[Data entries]
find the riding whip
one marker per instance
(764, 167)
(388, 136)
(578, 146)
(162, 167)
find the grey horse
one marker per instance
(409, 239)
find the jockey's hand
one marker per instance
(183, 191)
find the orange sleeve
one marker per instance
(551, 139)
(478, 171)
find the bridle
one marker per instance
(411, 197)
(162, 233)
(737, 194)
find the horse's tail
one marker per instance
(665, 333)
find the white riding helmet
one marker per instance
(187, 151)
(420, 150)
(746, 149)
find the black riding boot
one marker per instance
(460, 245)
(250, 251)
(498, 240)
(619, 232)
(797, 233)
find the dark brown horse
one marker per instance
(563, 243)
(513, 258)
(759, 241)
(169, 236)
--
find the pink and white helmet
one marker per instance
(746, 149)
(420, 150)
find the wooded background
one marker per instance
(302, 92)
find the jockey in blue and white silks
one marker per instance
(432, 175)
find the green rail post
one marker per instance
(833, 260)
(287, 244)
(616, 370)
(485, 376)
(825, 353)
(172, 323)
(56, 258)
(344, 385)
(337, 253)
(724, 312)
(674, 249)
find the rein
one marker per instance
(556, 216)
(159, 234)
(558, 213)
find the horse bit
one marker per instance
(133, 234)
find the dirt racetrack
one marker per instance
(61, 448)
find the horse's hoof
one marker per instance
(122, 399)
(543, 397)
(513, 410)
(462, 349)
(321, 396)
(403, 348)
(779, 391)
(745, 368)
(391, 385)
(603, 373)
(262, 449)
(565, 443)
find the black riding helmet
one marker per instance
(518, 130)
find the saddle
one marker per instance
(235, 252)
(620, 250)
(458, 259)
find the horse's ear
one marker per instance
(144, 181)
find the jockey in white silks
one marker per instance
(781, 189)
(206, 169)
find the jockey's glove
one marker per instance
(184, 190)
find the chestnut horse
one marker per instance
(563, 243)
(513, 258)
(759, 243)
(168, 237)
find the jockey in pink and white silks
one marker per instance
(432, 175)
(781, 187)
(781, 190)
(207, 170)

EXERCISE TASK → Gather every line of the listing above that contains the word "silks".

ANSWER TO THIS EXERCISE →
find the jockey in blue and white silks
find the jockey in white silks
find the jockey in pink and white silks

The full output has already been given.